> **What is required**
Return the records that follow, matching each one exactly.

#### Given records ####

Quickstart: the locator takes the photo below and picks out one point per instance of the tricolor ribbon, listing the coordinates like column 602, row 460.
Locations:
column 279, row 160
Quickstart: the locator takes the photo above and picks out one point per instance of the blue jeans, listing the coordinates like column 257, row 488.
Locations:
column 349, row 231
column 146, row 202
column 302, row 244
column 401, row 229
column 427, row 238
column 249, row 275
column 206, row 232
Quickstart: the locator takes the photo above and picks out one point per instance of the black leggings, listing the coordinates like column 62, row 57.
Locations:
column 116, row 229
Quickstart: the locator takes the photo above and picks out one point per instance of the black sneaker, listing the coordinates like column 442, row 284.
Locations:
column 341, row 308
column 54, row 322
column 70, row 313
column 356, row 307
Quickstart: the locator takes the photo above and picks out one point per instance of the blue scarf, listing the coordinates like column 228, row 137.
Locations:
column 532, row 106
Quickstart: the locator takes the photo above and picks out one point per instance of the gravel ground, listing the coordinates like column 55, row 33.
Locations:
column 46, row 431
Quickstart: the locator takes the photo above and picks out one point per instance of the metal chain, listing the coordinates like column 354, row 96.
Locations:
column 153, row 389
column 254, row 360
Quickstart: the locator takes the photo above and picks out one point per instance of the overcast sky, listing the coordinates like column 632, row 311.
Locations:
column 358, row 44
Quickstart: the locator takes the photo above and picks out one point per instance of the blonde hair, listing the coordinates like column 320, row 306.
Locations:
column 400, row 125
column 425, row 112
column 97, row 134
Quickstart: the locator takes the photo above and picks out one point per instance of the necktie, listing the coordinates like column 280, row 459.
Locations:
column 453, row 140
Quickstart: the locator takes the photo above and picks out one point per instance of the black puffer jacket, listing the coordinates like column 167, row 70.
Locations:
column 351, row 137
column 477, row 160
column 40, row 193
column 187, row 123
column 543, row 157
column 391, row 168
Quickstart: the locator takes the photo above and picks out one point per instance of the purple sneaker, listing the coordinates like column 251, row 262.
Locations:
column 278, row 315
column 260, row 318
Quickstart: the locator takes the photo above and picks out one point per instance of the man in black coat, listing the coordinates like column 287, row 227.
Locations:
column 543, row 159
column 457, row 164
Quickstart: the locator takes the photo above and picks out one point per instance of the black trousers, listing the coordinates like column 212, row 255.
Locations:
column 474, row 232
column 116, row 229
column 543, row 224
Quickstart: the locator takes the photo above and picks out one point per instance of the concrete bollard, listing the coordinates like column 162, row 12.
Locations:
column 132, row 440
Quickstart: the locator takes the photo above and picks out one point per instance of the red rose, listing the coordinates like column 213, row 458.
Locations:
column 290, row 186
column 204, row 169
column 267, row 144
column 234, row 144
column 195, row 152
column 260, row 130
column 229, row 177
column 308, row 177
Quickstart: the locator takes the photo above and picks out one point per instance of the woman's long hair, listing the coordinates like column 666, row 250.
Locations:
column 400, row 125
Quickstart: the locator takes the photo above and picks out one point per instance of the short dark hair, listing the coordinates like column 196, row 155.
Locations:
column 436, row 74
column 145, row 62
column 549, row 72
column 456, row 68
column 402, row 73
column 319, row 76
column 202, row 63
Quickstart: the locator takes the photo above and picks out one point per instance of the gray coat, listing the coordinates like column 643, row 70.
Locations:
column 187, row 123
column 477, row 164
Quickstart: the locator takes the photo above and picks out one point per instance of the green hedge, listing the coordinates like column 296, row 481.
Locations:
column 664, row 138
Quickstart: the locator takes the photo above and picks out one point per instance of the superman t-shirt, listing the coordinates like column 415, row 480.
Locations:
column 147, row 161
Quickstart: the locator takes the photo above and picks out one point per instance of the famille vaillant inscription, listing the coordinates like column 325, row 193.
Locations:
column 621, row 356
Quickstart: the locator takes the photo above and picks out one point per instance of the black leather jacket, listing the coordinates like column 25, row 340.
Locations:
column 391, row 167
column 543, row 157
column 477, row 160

####

> **Task response**
Quickstart: the locator takes the photo below and picks out one point per instance of the tricolor ribbon, listing the coordinates like column 602, row 460.
Locations:
column 279, row 160
Quickstart: the locator takes the photo above and picks out one point per instance of the blue jeans, listing the coordinates like column 257, row 488.
Locations:
column 349, row 231
column 146, row 202
column 302, row 244
column 401, row 229
column 427, row 238
column 249, row 275
column 206, row 232
Quickstart: the locator takes the photo above and picks out one point per instance of the black leggings, listing the coordinates like column 62, row 57.
Locations:
column 116, row 229
Quickstart: the locator takes the photo above and picks out one point per instance of the black sneaker, listing the coordinates like column 442, row 284.
Locations:
column 341, row 308
column 54, row 322
column 70, row 313
column 356, row 307
Quickstart: the locator takes the photo above and picks out one point per instance of the blue scarf, listing the coordinates like column 228, row 137.
Locations:
column 532, row 106
Quickstart: the locator takes the photo above and picks out one point per instance of the gravel ground, listing the coordinates like column 55, row 33.
Locations:
column 46, row 431
Quickstart: the locator takes the photo above and picks out one point per instance of the metal chain, listing the coordinates like column 354, row 96.
Locations:
column 153, row 389
column 254, row 360
Quickstart: the locator takes the photo above and picks out one point per instance of the overcast sky, listing the coordinates like column 632, row 311.
Locations:
column 358, row 44
Quickstart: the locator takes the photo above and picks out one point per instance of the blonde hair, listing the coordinates like column 320, row 306.
Locations:
column 400, row 125
column 425, row 112
column 97, row 134
Quickstart: the locator takes the photo above and picks out one point per instance of the necktie, listing the coordinates like column 280, row 459.
Locations:
column 453, row 140
Quickstart: the locator takes the photo above and picks out one point per instance of the black puffer jacket, listing the coordinates like column 167, row 70.
Locations:
column 351, row 137
column 477, row 160
column 40, row 193
column 187, row 123
column 543, row 157
column 391, row 168
Quickstart: the locator takes the photo above and picks out one point per instance of the purple sneaker, listing the coordinates like column 251, row 262.
Locations:
column 278, row 315
column 260, row 318
Quickstart: the locator takes the photo above and picks out one point per instance of the man in black coat, listing the coordinates like column 287, row 227.
Locations:
column 543, row 159
column 457, row 164
Quickstart: the locator takes the photo above and picks out one point per instance of the black trousers, listing the coordinates like column 212, row 255.
Locations:
column 474, row 232
column 116, row 229
column 543, row 224
Quickstart: the locator takes the photo above and picks out one point per instance of the concrete bollard, listing the coordinates like column 162, row 12.
Locations:
column 132, row 440
Quickstart: the locator takes the photo above and picks out one point per instance of the red rose, listing the coordinates like column 213, row 458.
Locations:
column 290, row 186
column 204, row 169
column 267, row 144
column 234, row 144
column 195, row 152
column 260, row 130
column 229, row 177
column 308, row 177
Quickstart: the locator takes the photo above and picks out one point per instance of the woman's long hair, listing the coordinates like column 666, row 250.
Locations:
column 400, row 125
Quickstart: the locator takes the photo above and picks out one point per instance of the short dark hair, listing the coordinates like column 196, row 155.
Locations:
column 436, row 74
column 145, row 62
column 549, row 72
column 456, row 68
column 402, row 73
column 319, row 76
column 202, row 63
Quickstart: the locator takes the photo above and picks out one point per instance of the gray coat, listing the coordinates like column 643, row 70.
Locations:
column 187, row 123
column 477, row 164
Quickstart: the locator takes the photo above and picks out one point per instance of the green hedge, listing the coordinates like column 296, row 481.
Locations:
column 664, row 138
Quickstart: the locator takes the photo above and picks out one point per instance of the superman t-shirt, listing the coordinates like column 415, row 480.
Locations:
column 147, row 161
Quickstart: the locator takes the photo above and picks out one point per instance of the famille vaillant inscription, listing the coordinates like column 325, row 193.
Locations:
column 621, row 356
Quickstart: the locator takes the photo above and picks out one point per instance of the black leather jacket, listing the coordinates like column 25, row 340.
Locations:
column 391, row 167
column 543, row 157
column 477, row 160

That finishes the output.